**Reading passage**
──────────────────────────────

Researchers found no correlation between consumer ratings and privacy scores in a review of mental health apps.
The study, published in JAMA Network Open, assessed nearly 580 mental health apps for accessibility, privacy and security, interoperability, features offered, and how users input data and receive feedback.
There was no correlation between star ratings on the Apple App Store or the Google Play Store and privacy scores, though the number of app downloads from Google’s store weakly correlated with privacy.
Of the apps studied, all were available in English, but only 18% were also offered in Spanish. More than half offered at least one accessibility feature, like text size adjustment or text-to-speech or speech-to-text abilities, and 65% could function without an internet connection. Though 88% were free to download, only 39% were completely free, with others including in-app purchases to subscription plans for full functionality.
Only 15% of the apps included a feasibility or efficacy study, though the analysis didn’t evaluate the quality of those studies. Some 30% of the apps allowed users to export or email their data, but only 2% could be integrated with an EHR.
The most common features offered by the mental health apps were psychoeducation, followed by goal setting and habit forming, and then mindfulness. However, few apps offered biofeedback using sensor data, Acceptance and Commitment Therapy (2%) and Dialectical Behavioral Therapy.
“These findings suggest that apps on the marketplace offer overlapping features, and metrics such as star ratings or the number of downloads may not provide adequate information about the privacy or efficacy of mental health apps,” the study’s authors wrote.

──────────────────────────────

**Referring-expression pointing data**
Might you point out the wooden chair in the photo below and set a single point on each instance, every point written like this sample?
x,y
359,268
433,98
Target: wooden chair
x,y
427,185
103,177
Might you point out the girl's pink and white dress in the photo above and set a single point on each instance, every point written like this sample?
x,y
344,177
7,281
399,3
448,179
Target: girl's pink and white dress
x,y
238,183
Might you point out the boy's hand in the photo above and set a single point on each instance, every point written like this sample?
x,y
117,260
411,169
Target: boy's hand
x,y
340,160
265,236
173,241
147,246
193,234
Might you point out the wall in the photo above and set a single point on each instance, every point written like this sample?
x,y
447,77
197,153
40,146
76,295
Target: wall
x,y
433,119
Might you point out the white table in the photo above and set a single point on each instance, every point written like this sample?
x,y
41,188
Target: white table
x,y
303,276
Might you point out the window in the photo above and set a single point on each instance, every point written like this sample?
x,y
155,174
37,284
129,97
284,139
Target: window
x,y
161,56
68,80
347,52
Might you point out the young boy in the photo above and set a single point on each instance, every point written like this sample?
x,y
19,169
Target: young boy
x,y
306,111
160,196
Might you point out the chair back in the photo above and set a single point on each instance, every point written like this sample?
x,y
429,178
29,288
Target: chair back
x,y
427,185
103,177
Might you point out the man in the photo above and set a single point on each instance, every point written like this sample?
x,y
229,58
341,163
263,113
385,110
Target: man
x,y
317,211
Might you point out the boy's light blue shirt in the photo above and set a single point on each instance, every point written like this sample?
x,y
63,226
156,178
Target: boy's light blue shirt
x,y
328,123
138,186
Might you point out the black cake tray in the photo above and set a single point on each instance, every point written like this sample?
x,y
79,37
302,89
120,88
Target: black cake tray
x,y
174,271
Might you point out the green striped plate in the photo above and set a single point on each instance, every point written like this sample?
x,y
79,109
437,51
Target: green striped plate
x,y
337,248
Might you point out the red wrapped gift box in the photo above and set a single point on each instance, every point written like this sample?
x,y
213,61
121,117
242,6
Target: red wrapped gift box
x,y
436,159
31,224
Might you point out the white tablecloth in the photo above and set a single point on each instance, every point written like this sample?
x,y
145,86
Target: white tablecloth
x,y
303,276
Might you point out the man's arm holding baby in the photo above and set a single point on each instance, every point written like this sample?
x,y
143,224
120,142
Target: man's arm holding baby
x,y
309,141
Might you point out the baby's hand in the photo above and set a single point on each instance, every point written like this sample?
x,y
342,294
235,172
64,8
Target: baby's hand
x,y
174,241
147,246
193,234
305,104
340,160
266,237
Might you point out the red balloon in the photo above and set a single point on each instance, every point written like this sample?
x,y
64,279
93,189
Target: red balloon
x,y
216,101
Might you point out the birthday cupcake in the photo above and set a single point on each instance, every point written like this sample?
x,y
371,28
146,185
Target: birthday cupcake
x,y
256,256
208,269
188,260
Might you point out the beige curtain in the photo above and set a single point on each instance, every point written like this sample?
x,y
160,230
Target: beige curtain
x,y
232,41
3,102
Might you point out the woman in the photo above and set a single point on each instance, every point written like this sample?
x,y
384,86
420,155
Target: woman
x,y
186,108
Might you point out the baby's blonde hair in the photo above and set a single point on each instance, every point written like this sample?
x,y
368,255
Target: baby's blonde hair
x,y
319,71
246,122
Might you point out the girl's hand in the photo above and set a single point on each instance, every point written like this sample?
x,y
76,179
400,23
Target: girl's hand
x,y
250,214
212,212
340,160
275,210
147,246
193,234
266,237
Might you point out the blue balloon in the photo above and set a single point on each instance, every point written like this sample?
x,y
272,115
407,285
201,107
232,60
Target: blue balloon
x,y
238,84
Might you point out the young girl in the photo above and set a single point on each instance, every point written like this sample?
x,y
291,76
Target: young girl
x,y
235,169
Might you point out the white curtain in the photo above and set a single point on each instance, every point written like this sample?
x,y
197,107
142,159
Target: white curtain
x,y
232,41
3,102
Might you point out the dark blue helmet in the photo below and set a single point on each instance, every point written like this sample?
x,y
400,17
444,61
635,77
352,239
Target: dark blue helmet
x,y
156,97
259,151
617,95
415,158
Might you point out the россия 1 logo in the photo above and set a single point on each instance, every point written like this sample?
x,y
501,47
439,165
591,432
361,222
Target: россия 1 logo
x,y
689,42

──────────────────────────────

**Instructions to follow**
Continue the article on the mental health app study from where it ends.

**Exercise output**
WHY IT MATTERS
Researchers noted some limitations to the study, since they did not evaluate app quality or the science behind the apps. They also only analyzed apps that cost $10 or less, so more expensive offerings could provide different tools.
But they argue the current regulation landscape for mental health apps leaves patients and clinicians to evaluate apps with little formal support. Many apps lacked accessibility features, and few were offered in Spanish, giving some users limited options. Apps that offer support for higher-acuity conditions were also less common. For example, only 13 were designed for people with schizophrenia.
However, since there are a large number of free mental health apps and many offer similar features, clinicians and patients can be picky when making decisions.
“The findings of this cross-sectional study suggest that the current app marketplaces lack diversity in their offerings and fail to implement potentially high-impact features,” the study’s authors wrote. “Another challenge to the app space is that easily accessible metrics like star ratings fail to consider privacy capabilities. Thus, clinicians and patients must discern apps beyond such measures to ensure the discovery of apps that both fit their unique needs and protect their privacy.”